Begin EXCERPTED RECORDS

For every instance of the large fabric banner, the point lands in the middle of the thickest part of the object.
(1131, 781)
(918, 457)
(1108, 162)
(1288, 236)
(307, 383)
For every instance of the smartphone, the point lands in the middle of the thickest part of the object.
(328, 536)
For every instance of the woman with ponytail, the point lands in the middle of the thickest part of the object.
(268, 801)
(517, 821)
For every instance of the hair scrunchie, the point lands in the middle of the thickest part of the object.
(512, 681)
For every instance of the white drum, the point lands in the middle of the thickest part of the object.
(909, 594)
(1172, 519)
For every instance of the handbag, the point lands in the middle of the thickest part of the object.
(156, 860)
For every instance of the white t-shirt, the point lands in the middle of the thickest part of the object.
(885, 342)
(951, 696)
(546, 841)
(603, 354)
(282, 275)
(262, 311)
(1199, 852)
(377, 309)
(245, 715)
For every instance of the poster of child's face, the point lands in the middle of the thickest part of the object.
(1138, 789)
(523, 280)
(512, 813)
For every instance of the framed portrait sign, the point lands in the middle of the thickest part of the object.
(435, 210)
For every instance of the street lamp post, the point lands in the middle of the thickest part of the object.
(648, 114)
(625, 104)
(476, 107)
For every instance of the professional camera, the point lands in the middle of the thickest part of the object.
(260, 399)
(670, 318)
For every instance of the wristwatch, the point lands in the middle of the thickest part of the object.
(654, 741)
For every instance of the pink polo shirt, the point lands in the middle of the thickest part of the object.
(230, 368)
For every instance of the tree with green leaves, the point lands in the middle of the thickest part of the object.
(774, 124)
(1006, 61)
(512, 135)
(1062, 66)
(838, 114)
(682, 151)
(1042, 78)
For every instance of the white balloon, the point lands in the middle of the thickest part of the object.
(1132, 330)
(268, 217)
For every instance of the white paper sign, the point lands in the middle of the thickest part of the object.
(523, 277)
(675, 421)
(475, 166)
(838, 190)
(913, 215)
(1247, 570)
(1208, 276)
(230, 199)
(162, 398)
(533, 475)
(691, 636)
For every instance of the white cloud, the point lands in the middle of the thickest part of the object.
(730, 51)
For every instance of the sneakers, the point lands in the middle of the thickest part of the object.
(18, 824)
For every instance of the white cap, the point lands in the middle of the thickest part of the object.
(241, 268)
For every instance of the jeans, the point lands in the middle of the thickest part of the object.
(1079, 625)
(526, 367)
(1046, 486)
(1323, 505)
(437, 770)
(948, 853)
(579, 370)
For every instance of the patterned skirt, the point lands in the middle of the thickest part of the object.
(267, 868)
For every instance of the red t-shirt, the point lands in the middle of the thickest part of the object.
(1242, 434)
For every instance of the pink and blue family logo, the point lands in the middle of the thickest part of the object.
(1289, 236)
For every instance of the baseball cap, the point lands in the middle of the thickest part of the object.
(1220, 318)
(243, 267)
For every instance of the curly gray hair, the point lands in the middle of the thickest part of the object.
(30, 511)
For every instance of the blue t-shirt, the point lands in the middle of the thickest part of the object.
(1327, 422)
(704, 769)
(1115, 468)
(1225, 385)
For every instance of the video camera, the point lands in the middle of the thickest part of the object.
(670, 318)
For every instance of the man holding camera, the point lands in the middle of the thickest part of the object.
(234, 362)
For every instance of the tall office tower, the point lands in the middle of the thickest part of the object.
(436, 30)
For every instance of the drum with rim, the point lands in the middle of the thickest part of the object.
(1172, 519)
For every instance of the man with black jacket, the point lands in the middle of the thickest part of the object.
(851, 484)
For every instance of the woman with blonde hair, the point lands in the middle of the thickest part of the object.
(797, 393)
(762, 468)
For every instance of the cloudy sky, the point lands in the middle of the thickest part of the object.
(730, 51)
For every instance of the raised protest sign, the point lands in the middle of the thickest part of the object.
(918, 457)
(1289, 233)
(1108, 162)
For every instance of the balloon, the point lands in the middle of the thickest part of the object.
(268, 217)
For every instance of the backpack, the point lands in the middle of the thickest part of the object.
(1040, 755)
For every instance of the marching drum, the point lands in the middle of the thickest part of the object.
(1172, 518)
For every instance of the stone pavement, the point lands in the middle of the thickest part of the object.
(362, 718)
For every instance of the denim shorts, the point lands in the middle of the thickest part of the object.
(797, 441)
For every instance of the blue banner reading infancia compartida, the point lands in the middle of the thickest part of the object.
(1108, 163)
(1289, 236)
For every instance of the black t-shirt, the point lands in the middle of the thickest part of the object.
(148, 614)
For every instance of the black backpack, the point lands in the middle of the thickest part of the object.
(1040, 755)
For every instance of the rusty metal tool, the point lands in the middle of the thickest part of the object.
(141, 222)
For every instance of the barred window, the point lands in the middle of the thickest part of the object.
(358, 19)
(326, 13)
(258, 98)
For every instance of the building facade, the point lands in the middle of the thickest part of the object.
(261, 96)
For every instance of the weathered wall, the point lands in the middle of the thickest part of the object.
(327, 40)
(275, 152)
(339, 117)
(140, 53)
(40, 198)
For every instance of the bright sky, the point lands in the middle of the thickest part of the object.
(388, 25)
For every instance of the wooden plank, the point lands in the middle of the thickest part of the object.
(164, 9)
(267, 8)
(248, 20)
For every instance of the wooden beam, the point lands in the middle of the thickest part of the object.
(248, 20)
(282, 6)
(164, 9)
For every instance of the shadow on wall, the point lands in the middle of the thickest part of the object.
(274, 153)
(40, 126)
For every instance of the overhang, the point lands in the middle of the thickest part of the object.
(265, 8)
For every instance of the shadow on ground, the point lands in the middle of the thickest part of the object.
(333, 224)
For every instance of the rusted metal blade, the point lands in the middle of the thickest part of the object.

End EXCERPTED RECORDS

- **YOUR INSTRUCTIONS**:
Put the rows above into a Markdown table with two columns, No. and Line, giving each line its own number. Leave out blank lines.

- **OUTPUT FOR THIS EXERCISE**:
| No. | Line |
|---|---|
| 1 | For every instance of the large fabric banner, the point lands in the middle of the thickest part of the object. |
| 2 | (1131, 781) |
| 3 | (918, 457) |
| 4 | (1108, 162) |
| 5 | (1288, 236) |
| 6 | (307, 383) |
| 7 | For every instance of the smartphone, the point lands in the middle of the thickest part of the object. |
| 8 | (328, 536) |
| 9 | For every instance of the woman with ponytail, the point lands in the middle of the thickest part of the object. |
| 10 | (268, 801) |
| 11 | (517, 821) |
| 12 | For every instance of the hair scrunchie, the point lands in the middle of the thickest part of the object. |
| 13 | (512, 681) |
| 14 | For every instance of the white drum, the point lands in the middle of the thickest part of the object. |
| 15 | (909, 594) |
| 16 | (1172, 519) |
| 17 | For every instance of the handbag, the point lands in the middle of the thickest part of the object. |
| 18 | (156, 860) |
| 19 | For every instance of the white t-shirt, the point lands in the middle of the thickest part of the object. |
| 20 | (885, 342) |
| 21 | (951, 696) |
| 22 | (546, 841) |
| 23 | (603, 354) |
| 24 | (282, 275) |
| 25 | (262, 311) |
| 26 | (1199, 852) |
| 27 | (377, 309) |
| 28 | (245, 715) |
| 29 | For every instance of the poster of child's face, the point lands in the middle of the thickest part of the object. |
| 30 | (1138, 789) |
| 31 | (523, 280) |
| 32 | (512, 813) |
| 33 | For every instance of the framed portrait sign, the point lands in the middle of the thickest part of the object. |
| 34 | (435, 210) |
| 35 | For every instance of the street lamp post, the point lands in the middle of the thickest part of the object. |
| 36 | (648, 114) |
| 37 | (625, 104) |
| 38 | (476, 107) |
| 39 | For every instance of the professional camera, the point lands in the middle of the thickest part of the object. |
| 40 | (260, 399) |
| 41 | (670, 318) |
| 42 | For every instance of the wristwatch, the point lands in the middle of the thickest part of the object. |
| 43 | (654, 741) |
| 44 | For every instance of the pink polo shirt, the point lands in the middle of the thickest part of the object. |
| 45 | (230, 368) |
| 46 | For every instance of the tree with green leaves, the point lands in the middle of the thickest part of the object. |
| 47 | (774, 124) |
| 48 | (1006, 61) |
| 49 | (512, 135) |
| 50 | (1062, 66) |
| 51 | (838, 114) |
| 52 | (682, 151) |
| 53 | (1042, 78) |
| 54 | For every instance of the white balloon, the point lands in the middle of the thickest part of the object. |
| 55 | (1132, 330) |
| 56 | (268, 217) |
| 57 | For every instance of the white paper sign, the point lands in the middle of the thickest part of the object. |
| 58 | (523, 277) |
| 59 | (675, 421) |
| 60 | (475, 166) |
| 61 | (838, 190) |
| 62 | (913, 215) |
| 63 | (1247, 570) |
| 64 | (1208, 276) |
| 65 | (230, 199) |
| 66 | (162, 398) |
| 67 | (533, 475) |
| 68 | (691, 636) |
| 69 | For every instance of the white cloud, the point lands in the middle of the thickest part of the object. |
| 70 | (730, 51) |
| 71 | For every instance of the sneakers, the point lands in the middle of the thickest part of the object. |
| 72 | (18, 824) |
| 73 | For every instance of the white cap, the point lands in the middle of the thickest part of the object. |
| 74 | (241, 268) |
| 75 | For every instance of the jeans, the point lands in the middle of the thickest part of the object. |
| 76 | (1079, 625) |
| 77 | (526, 367) |
| 78 | (1046, 486) |
| 79 | (1323, 505) |
| 80 | (437, 770) |
| 81 | (948, 853) |
| 82 | (579, 370) |
| 83 | For every instance of the patterned skirt, the point lands in the middle of the thickest part of the object. |
| 84 | (267, 868) |
| 85 | For every instance of the red t-shirt, the point lands in the middle of the thickest part of the object. |
| 86 | (1242, 434) |
| 87 | For every instance of the pink and blue family logo, the point lands in the middle of the thickest part of the object. |
| 88 | (1289, 236) |
| 89 | For every instance of the baseball cap, the point lands in the middle of the thickest part of the object. |
| 90 | (1220, 318) |
| 91 | (243, 267) |
| 92 | For every instance of the curly gray hair, the point lands in the middle of the thickest part of the object. |
| 93 | (30, 511) |
| 94 | For every instance of the blue t-shirt, the point lands in the middle of the thickest part of the object. |
| 95 | (1327, 422) |
| 96 | (704, 769) |
| 97 | (1115, 468) |
| 98 | (1225, 385) |
| 99 | For every instance of the video camera, the point lands in the middle of the thickest part of the object. |
| 100 | (670, 318) |
| 101 | For every instance of the man holding camera, the point lands in the middle of the thickest part of the object. |
| 102 | (234, 362) |
| 103 | For every instance of the tall office tower, the point lands in the middle of the thickest part of the object. |
| 104 | (436, 30) |
| 105 | For every instance of the drum with rim, the point lands in the middle of the thickest part of the object. |
| 106 | (1172, 519) |
| 107 | For every instance of the man with black jacket, the point lands in the middle of the thickest part of the object. |
| 108 | (851, 484) |
| 109 | For every instance of the woman with blonde hair, the point lands in the middle of the thickest part of the object. |
| 110 | (797, 393) |
| 111 | (762, 468) |
| 112 | For every instance of the cloudy sky, the point lands in the middle of the thickest part of the object. |
| 113 | (730, 51) |
| 114 | For every instance of the raised protest sign, the point lands in the middle of the thickest part of the object. |
| 115 | (918, 457) |
| 116 | (1289, 233) |
| 117 | (1108, 162) |
| 118 | For every instance of the balloon, the point lands in the middle of the thickest part of the object. |
| 119 | (268, 217) |
| 120 | For every instance of the backpack, the point lands in the middle of the thickest part of the object. |
| 121 | (1040, 755) |
| 122 | For every instance of the marching drum, the point lands in the middle of the thickest part of the object. |
| 123 | (1172, 518) |
| 124 | For every instance of the stone pavement, the point lands in the middle of the thickest part of the object. |
| 125 | (362, 718) |
| 126 | For every instance of the denim shorts, the point lands in the middle of the thickest part of the object. |
| 127 | (797, 441) |
| 128 | For every instance of the blue banner reading infancia compartida, the point lands in the middle of the thickest part of the object. |
| 129 | (1108, 163) |
| 130 | (1289, 236) |
| 131 | For every instance of the black t-shirt, the point lands in the middle of the thickest part of the object. |
| 132 | (148, 614) |
| 133 | For every instance of the black backpack, the point lands in the middle of the thickest part of the object. |
| 134 | (1040, 755) |
| 135 | For every instance of the rusty metal tool, the point lands in the middle of the thickest part of the object. |
| 136 | (141, 222) |
| 137 | For every instance of the barred window, the point lands in the middle of the thickest part of the object. |
| 138 | (358, 19) |
| 139 | (326, 13) |
| 140 | (258, 98) |
| 141 | For every instance of the building facade, the point lands in the middle of the thickest part of the object. |
| 142 | (261, 96) |
| 143 | For every instance of the weathered wall, the point lands in the middle of the thickest part of the object. |
| 144 | (327, 40) |
| 145 | (275, 152) |
| 146 | (339, 117) |
| 147 | (140, 53) |
| 148 | (40, 198) |
| 149 | For every instance of the bright sky, the point lands in the middle of the thickest part of the object. |
| 150 | (388, 25) |
| 151 | For every instance of the wooden plank, the point lands in the middle of the thickest part of the object. |
| 152 | (164, 9) |
| 153 | (267, 8) |
| 154 | (248, 20) |
| 155 | For every instance of the wooden beam, the point lands in the middle of the thickest part of the object. |
| 156 | (248, 20) |
| 157 | (282, 6) |
| 158 | (164, 9) |
| 159 | For every instance of the shadow on wall, the point lands in the middle of the thickest part of the object. |
| 160 | (274, 153) |
| 161 | (40, 126) |
| 162 | For every instance of the overhang, the point lands in the middle of the thickest part of the object. |
| 163 | (265, 8) |
| 164 | For every instance of the shadow on ground, the point lands in the middle of the thickest part of the object. |
| 165 | (333, 224) |
| 166 | For every instance of the rusted metal blade, the point lands in the middle of the thickest part of the object. |